───── Textausschnitt
# Off Bike > Wintersport: Ski, Snowboard >  Snowboard/Ski Transport im Flugzeug

## Philipp

Habe mir hier in Kanada ein neues Snowboard gekauft, dass ich mit nach Deutschland nehme.
Hatt jemand schon Erfahrung gemacht mit den Transport per Flugzeug? Muss man es irgendwie besonders gut verpacken?
Habe nur eine einfache Dakine Snowboardtasche.

----------


## georg

Du mußt es auf jeden Fall gut verpacken, wenn das heil ankommen soll. Rechne damit, dass dein Gepäck aus dem Flugzeug auf den Boden geworfen wird. Ich habe die Ski mit in längs auseinandergeschnitten Abflußrohren geschützt und in einer Skitransporttasche verpackt.
──────────
───── Datenzeilen
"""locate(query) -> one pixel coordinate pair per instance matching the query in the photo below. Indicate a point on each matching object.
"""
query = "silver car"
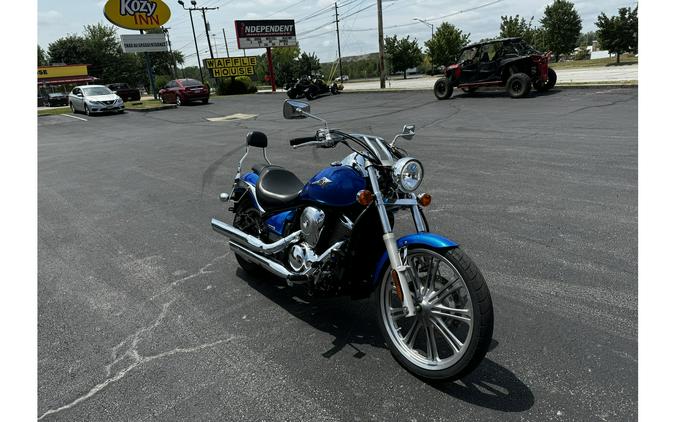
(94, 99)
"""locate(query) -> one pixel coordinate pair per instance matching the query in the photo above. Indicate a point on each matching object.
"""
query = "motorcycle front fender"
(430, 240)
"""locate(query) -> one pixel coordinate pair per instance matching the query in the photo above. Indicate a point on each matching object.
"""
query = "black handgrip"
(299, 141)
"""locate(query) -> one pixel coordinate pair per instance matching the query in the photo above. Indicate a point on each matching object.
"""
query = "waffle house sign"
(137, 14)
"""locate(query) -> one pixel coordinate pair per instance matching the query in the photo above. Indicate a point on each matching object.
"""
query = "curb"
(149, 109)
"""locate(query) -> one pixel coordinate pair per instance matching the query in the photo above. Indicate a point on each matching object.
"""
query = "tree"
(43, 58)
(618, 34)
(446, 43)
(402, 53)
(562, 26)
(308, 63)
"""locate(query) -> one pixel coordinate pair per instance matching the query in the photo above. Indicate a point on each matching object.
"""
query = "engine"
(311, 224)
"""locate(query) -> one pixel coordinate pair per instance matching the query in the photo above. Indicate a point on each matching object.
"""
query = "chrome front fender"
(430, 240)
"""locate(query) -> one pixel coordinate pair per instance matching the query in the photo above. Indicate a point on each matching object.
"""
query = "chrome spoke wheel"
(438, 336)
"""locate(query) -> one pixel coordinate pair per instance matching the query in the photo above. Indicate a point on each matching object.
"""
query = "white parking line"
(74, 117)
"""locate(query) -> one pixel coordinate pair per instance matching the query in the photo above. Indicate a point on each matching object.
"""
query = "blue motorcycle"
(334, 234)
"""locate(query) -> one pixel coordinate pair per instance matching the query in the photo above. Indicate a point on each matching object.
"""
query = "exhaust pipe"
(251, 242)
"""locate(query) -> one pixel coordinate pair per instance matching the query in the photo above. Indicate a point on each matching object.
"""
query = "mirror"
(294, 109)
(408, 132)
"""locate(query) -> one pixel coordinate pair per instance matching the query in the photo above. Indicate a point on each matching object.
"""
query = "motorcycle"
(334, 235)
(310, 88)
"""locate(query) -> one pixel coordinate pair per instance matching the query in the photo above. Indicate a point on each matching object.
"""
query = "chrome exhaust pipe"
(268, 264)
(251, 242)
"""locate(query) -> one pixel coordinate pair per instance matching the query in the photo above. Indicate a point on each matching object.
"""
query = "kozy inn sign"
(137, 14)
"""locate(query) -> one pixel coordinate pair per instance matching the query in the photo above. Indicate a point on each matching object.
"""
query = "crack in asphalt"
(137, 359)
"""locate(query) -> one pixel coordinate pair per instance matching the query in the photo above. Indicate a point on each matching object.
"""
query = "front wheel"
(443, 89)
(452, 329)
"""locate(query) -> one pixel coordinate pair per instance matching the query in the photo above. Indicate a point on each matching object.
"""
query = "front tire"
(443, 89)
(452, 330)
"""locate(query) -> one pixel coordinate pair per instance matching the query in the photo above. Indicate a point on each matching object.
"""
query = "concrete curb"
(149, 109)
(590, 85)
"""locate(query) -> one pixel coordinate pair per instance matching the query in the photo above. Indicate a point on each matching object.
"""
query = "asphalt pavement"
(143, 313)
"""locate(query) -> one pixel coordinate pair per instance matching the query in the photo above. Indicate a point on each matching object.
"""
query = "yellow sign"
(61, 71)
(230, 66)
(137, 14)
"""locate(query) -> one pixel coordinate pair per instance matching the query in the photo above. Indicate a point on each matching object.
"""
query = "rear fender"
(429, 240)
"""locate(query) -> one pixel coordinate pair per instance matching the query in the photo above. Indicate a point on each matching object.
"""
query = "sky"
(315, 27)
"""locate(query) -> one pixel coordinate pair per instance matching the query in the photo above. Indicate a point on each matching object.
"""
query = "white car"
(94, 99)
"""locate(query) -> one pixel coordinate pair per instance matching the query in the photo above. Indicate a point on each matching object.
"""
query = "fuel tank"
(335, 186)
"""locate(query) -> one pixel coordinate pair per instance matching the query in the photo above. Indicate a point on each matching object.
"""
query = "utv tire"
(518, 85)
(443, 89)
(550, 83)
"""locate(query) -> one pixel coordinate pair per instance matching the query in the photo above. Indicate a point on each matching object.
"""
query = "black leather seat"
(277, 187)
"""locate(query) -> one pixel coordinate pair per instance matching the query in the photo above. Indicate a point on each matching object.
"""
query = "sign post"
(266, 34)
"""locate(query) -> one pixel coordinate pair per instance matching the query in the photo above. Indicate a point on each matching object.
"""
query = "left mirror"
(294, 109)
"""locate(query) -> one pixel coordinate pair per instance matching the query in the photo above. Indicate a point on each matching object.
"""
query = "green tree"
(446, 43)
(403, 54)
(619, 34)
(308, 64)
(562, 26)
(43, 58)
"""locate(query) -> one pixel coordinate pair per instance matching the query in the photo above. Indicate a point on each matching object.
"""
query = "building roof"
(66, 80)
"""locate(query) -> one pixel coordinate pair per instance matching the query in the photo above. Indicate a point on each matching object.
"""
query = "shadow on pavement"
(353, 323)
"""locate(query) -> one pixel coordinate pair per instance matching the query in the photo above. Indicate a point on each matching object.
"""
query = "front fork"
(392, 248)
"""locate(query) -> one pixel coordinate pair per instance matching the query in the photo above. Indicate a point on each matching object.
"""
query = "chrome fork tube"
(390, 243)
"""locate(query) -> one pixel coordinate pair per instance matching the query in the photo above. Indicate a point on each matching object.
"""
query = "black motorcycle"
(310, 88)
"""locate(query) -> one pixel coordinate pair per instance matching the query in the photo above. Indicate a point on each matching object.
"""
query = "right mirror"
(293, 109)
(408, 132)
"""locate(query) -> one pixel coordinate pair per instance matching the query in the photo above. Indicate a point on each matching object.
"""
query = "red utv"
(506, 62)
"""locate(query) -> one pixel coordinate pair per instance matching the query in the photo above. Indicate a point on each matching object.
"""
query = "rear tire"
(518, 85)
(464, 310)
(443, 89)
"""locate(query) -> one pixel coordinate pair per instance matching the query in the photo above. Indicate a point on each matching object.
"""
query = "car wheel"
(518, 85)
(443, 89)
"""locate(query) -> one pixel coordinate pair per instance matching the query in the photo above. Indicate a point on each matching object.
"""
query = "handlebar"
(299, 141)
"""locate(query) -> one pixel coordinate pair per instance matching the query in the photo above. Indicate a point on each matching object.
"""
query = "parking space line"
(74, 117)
──────────
> Aufgabe: Schreibe die Fortsetzung des Forumsthreads über den Snowboardtransport im Flugzeug, beginnend direkt nach dem letzten gezeigten Satz.

> Antwort zur Aufgabe:
Ich würde daher das Board zumindest mit Kartonagen umwickeln und dann erst in die Tasche.
Snowboard ist wie Ski Sondergepäck und muß extra bezahlt werden, außer AUA und einige wenige andere Fluglinien.

----------


## Philipp

Hab ich mir schon fast gedacht, dass man es gut einpacken muss.
Hab es schon als Sportgepäck angemeldet, muss man leider zahlen.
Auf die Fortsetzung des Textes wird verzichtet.